■ **Exercise instructions**: Scan the lines below for the string "garnish" and copy every one that has it.

■ **Input records**:

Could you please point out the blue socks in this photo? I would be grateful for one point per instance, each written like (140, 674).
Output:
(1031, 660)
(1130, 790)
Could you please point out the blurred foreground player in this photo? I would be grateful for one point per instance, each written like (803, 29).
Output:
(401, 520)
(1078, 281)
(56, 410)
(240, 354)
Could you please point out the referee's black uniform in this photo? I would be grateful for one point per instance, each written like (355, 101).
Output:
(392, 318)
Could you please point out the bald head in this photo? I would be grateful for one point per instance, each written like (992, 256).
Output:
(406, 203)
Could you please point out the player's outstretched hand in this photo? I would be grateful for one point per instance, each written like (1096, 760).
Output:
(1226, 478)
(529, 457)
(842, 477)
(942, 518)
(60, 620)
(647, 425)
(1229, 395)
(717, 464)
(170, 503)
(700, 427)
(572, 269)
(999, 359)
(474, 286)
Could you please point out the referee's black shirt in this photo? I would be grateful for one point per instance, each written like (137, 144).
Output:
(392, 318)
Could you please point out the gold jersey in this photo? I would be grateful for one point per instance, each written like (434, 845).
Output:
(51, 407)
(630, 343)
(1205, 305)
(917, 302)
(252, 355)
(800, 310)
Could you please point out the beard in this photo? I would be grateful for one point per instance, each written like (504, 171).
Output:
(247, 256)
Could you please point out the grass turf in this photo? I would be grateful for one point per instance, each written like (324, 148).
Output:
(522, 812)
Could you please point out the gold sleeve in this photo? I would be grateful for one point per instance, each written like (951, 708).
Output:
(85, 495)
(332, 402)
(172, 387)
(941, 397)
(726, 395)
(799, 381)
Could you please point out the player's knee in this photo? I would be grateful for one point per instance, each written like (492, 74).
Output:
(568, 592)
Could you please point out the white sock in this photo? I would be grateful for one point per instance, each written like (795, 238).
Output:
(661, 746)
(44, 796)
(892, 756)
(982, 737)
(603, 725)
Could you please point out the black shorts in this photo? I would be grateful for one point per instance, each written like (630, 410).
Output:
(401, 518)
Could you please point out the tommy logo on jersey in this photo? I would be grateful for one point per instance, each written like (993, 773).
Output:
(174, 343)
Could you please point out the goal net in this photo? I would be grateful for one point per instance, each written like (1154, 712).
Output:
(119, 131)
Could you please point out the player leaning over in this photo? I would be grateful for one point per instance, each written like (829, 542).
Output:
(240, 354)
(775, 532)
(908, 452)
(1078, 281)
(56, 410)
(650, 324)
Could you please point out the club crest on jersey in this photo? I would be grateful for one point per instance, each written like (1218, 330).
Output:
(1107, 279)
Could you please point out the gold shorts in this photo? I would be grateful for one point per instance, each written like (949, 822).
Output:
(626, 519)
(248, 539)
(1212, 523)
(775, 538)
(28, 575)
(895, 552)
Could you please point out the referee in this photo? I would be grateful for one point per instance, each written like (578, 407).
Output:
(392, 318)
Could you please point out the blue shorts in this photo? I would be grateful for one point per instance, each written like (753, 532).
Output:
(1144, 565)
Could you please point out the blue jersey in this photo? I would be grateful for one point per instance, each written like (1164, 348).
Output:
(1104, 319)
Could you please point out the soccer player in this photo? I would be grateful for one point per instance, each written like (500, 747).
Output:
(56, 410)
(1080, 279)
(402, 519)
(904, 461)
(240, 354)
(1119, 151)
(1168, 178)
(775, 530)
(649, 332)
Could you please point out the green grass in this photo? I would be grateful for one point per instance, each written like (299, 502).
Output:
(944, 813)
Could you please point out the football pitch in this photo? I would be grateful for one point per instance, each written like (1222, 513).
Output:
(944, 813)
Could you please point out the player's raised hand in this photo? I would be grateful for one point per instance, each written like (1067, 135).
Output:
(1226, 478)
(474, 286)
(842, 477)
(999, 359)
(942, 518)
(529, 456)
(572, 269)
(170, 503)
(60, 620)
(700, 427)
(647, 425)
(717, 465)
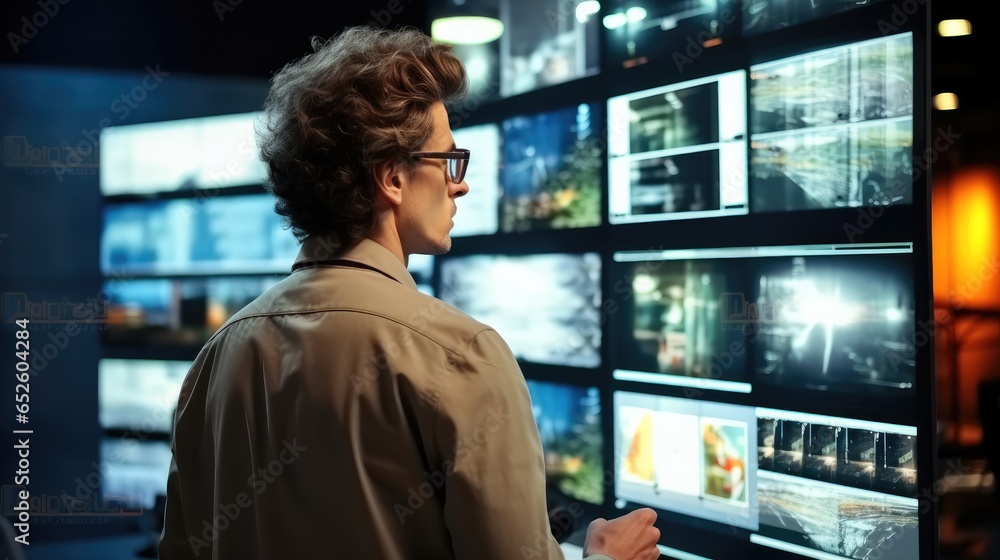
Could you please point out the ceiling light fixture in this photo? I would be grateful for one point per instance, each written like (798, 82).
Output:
(462, 27)
(954, 27)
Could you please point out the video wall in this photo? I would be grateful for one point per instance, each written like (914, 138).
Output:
(708, 252)
(701, 226)
(189, 238)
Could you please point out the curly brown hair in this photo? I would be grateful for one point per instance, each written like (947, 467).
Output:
(361, 99)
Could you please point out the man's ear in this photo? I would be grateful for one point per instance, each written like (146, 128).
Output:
(389, 178)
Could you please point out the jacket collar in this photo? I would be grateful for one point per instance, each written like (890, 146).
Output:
(319, 250)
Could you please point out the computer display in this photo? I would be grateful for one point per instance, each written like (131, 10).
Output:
(679, 151)
(672, 323)
(181, 155)
(823, 317)
(546, 306)
(139, 396)
(838, 486)
(177, 311)
(552, 169)
(671, 31)
(833, 128)
(836, 322)
(569, 423)
(546, 42)
(762, 16)
(134, 472)
(688, 456)
(478, 210)
(219, 235)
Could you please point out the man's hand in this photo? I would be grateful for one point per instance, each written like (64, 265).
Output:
(629, 537)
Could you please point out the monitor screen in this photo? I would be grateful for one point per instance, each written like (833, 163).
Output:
(169, 310)
(180, 155)
(672, 323)
(552, 170)
(134, 472)
(835, 322)
(222, 234)
(478, 210)
(139, 396)
(547, 306)
(762, 16)
(822, 317)
(569, 423)
(678, 151)
(817, 486)
(838, 486)
(547, 42)
(677, 31)
(833, 128)
(687, 456)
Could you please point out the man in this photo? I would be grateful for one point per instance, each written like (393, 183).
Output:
(345, 414)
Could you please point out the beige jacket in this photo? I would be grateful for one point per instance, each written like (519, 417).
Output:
(345, 414)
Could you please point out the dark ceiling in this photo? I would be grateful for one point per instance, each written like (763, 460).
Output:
(219, 37)
(254, 39)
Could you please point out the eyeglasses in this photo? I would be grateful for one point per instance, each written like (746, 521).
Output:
(458, 162)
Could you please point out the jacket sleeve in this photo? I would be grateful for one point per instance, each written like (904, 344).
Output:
(491, 453)
(173, 543)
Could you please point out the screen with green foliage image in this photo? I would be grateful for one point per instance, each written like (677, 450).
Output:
(569, 423)
(551, 170)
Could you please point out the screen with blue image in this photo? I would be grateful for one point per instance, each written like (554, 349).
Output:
(569, 423)
(546, 306)
(218, 235)
(551, 171)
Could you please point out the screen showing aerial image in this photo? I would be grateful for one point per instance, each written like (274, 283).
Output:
(551, 173)
(547, 306)
(836, 485)
(678, 151)
(833, 128)
(688, 456)
(761, 16)
(569, 423)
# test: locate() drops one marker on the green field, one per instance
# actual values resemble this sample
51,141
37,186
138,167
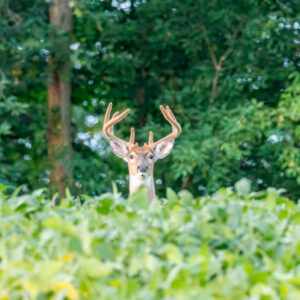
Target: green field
226,246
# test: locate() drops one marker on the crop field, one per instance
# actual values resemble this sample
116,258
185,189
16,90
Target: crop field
226,246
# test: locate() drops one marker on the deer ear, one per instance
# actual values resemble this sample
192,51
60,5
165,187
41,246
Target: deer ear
118,148
163,149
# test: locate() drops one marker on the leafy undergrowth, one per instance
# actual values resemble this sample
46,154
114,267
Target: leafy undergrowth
226,246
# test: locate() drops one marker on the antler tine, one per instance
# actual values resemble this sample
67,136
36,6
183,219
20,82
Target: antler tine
111,129
150,138
176,129
132,136
109,123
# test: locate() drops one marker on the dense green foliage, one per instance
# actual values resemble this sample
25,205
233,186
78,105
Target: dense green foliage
232,245
140,54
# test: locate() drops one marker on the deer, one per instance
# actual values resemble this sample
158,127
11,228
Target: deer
140,160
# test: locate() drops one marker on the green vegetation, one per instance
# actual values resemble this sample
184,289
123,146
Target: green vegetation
228,69
232,245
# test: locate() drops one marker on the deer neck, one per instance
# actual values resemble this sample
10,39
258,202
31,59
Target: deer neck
136,181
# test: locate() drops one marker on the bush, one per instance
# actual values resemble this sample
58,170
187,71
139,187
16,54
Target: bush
226,246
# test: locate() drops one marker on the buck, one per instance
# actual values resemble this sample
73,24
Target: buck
140,160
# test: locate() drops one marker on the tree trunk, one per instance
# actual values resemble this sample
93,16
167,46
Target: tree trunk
59,95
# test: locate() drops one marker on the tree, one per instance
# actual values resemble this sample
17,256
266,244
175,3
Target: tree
59,95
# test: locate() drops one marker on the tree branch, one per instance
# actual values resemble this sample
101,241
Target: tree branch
218,62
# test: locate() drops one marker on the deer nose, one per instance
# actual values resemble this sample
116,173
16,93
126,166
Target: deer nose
142,169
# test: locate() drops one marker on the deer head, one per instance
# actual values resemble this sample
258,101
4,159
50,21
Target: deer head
140,160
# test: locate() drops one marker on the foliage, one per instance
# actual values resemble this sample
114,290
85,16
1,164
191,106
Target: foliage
231,245
140,54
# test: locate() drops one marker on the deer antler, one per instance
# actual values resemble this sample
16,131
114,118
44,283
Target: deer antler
108,125
176,129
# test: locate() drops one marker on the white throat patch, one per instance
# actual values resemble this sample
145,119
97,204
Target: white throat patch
140,180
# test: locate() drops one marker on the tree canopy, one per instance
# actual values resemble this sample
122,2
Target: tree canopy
228,69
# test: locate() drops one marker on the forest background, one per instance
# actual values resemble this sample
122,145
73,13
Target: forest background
228,69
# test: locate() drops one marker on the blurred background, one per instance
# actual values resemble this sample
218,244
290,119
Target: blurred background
228,69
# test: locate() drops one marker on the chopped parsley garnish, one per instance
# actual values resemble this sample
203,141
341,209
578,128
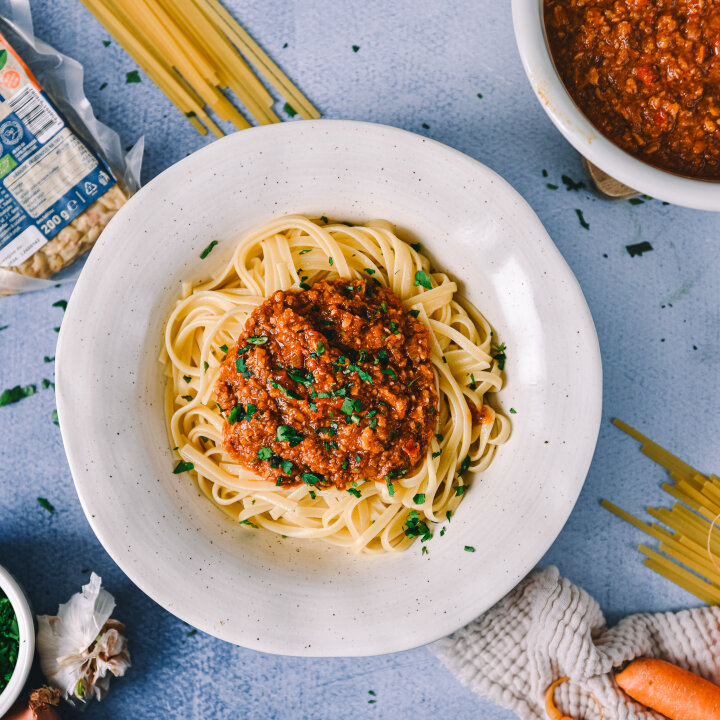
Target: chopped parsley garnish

■ **Solution for this task**:
# test: locate() drops one marker on the chopped parsley garnish, one per instance
Target: chopped parsley garnish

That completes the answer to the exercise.